> [What is expected] Revise the Jetta transmission thread from "Yeah I going" down to "they are fraud.", swapping "customer care" for "the service manager".

> [Selected text]

_ _ _

# mk5 2.5l jetta transmission



## VDUBVWJETTA (Jul 22, 2009)

Hi i have 05.5 jetta 2.5 automatic. I let car run for 20 to 30 mins and it does shift smooth sometime. I research and most it say about Valve body issues. So Can it flush it to make work right or have to replace or rebulid valve body? Thanks


----------



## turtles (Mar 17, 2010)

VDUBVWJETTA said:


> Hi i have 05.5 jetta 2.5 automatic. I let car run for 20 to 30 mins and it does shift smooth sometime. I research and most it say about Valve body issues. So Can it flush it to make work right or have to replace or rebulid valve body? Thanks


http://forums.vwvortex.com/showthre...s-looks-like-we-re-getting-Warranty-Extension

:thumbup:


----------



## VDUBVWJETTA (Jul 22, 2009)

turtles said:


> http://forums.vwvortex.com/showthre...s-looks-like-we-re-getting-Warranty-Extension
> 
> :thumbup:



Thanks, I wish they cover for fix but my jetta passed 100k. I have find out more trm when vw dealership open.


----------



## turtles (Mar 17, 2010)

VDUBVWJETTA said:


> Thanks, I wish they cover for fix but my jetta passed 100k. I have find out more trm when vw dealership open.


ah that's a shame. good luck with it


----------



## VDUBVWJETTA (Jul 22, 2009)

turtles said:


> ah that's a shame. good luck with it


YEP, I can keep complain to them so they can put one in. I hope so.


----------



## VDUBVWJETTA (Jul 22, 2009)

Again my 3rd gear was slam so hard! What i can do is flush it or replace the transmission or replace the valve body or rebuild the valve body? I found a place that they work on vw transmission. I heard they have good name and they give 3 years and 50k warranty on transmission. I going check that out by trm or tues but i need your idea please. Thank you.


----------



## Unilateral Phase Detractor (Aug 23, 2005)

I wouldn't give up on going to the dealer necessarily. Since it's a known problem and they JUST extended the warranty, you have reasonable cause to go in and ask for them to repair your valve body even with your mileage above 100k. It isn't guaranteed, but its worth asking and then calling customer care @ 1-800-822-8987 if you don't get a satisfactory response.


----------



## VDUBVWJETTA (Jul 22, 2009)

classicjetta said:


> I wouldn't give up on going to the dealer necessarily. Since it's a known problem and they JUST extended the warranty, you have reasonable cause to go in and ask for them to repair your valve body even with your mileage above 100k. It isn't guaranteed, but its worth asking and then calling customer care @ 1-800-822-8987 if you don't get a satisfactory response.


Yeah I going call customer care trm to tell about "TEEN" safty while driving on bad transmission to see if it work. My friend said report to news 11 that they are fraud.


----------



## fir3start3r (Oct 25, 2010)

I just bought my 2007 2.5 jetta wolfsburg 32k miles in October from a small lot. When it hit 20 degrees I noticed a slip from 2nd to 3rd three days in a row from a cold start. I've since been warming it but am taking it in soon. I've yet to visit the VW house, my car is covered until July I plan to have the oil changed while there. Should they automatically check out all the potential recalls or do I need to pay them labor to look it over?


----------



## fir3start3r (Oct 25, 2010)

The last time I dealt with a dealer it was Ford... and they jammed me so hard I have been leery about going back to one and I'm sure as s#$t not going to let Breaker Bar Bill my old mechanic go anywhere near this car.


----------

_ _ _

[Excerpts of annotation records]
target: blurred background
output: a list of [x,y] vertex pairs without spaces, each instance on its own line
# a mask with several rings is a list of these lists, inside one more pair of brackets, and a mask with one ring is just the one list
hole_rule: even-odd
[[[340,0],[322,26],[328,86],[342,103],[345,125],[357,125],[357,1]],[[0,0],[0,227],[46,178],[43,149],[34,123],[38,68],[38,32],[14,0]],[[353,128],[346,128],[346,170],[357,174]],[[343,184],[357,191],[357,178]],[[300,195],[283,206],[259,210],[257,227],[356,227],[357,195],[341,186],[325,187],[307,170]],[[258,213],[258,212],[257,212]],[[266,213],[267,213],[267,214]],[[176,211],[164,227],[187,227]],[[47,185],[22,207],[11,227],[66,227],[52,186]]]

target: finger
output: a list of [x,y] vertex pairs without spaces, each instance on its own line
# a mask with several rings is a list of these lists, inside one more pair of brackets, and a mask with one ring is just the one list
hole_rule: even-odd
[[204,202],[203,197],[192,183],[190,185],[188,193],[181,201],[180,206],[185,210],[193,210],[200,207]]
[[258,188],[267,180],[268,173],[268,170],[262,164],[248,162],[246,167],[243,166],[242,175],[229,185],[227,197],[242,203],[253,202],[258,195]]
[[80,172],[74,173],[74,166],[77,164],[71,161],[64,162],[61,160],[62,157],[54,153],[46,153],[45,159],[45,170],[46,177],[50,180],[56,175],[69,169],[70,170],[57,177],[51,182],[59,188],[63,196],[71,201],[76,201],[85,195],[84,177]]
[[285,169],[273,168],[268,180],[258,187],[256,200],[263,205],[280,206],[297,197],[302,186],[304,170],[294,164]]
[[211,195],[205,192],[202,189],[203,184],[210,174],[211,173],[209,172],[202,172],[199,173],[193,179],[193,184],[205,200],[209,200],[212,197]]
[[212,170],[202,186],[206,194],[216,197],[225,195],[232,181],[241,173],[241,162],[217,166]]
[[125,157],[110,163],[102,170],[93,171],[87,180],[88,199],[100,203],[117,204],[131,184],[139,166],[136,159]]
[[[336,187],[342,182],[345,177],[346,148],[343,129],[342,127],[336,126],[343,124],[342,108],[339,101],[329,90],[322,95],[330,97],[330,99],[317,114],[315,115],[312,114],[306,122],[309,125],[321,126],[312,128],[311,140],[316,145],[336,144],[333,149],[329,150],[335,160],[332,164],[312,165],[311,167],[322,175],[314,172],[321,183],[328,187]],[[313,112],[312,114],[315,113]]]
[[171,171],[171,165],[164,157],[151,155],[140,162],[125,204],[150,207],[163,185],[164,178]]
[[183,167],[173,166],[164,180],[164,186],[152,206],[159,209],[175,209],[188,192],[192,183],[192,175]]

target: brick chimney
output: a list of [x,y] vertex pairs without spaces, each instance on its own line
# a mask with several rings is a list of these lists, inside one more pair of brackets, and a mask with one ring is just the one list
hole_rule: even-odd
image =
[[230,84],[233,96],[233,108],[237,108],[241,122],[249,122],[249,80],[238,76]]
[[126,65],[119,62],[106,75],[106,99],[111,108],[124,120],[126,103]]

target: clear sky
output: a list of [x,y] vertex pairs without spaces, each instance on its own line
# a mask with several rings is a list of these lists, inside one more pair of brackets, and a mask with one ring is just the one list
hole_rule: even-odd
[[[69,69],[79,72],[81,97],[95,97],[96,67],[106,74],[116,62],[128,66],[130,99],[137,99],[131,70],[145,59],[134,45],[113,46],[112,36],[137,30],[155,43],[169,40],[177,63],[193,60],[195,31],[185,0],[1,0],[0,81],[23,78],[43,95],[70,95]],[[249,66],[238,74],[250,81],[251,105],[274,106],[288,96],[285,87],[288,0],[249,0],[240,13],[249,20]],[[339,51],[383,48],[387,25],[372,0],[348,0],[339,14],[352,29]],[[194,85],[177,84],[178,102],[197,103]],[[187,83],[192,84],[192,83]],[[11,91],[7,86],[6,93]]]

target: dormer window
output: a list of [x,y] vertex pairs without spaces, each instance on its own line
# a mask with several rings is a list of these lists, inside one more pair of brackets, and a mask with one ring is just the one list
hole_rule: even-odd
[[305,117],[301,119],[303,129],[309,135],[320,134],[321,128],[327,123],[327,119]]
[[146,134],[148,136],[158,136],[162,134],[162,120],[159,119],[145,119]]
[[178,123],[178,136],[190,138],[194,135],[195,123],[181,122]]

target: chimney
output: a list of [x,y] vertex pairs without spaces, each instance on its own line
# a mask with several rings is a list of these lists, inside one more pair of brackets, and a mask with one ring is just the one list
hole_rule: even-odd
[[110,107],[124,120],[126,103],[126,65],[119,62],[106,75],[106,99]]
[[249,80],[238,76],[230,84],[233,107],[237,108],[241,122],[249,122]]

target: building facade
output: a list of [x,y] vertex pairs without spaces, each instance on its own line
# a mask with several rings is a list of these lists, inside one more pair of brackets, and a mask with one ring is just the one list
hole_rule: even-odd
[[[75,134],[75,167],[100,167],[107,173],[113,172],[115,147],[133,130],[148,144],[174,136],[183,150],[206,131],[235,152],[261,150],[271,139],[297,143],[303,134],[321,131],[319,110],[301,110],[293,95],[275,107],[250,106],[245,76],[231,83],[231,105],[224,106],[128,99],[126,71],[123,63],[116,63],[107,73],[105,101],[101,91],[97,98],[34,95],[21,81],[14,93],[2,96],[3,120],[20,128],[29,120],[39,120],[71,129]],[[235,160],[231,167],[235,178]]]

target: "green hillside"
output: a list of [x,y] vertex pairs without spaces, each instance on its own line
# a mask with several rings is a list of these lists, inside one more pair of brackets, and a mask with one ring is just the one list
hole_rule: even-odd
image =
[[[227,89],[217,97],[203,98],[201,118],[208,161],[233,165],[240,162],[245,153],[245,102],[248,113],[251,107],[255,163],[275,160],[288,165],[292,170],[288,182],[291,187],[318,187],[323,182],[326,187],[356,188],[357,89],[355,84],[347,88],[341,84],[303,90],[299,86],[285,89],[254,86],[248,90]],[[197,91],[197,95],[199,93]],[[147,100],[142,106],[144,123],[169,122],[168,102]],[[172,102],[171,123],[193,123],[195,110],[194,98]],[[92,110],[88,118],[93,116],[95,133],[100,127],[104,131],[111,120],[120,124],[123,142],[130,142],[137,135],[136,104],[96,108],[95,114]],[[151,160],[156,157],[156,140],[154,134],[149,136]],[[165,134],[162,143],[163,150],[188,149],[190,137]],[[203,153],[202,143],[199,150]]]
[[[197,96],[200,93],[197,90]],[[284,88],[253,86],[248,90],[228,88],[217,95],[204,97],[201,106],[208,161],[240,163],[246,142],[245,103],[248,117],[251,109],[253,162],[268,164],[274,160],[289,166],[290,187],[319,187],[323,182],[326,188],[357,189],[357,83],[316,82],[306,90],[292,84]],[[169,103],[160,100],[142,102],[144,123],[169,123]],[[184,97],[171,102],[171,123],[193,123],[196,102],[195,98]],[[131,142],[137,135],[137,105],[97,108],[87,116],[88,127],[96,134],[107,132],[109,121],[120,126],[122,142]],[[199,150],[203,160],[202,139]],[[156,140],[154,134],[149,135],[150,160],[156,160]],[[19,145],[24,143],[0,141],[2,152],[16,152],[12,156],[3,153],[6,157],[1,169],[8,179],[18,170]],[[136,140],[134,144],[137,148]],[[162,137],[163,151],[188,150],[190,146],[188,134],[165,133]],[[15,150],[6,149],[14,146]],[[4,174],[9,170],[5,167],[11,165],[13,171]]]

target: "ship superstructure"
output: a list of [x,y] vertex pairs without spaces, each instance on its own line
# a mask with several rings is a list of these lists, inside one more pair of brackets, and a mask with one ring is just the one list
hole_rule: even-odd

_ _ _

> [Complete response]
Yeah I going call the service manager trm to tell about "TEEN" safty while driving on bad transmission to see if it work. My friend said report to news 11 that they are fraud.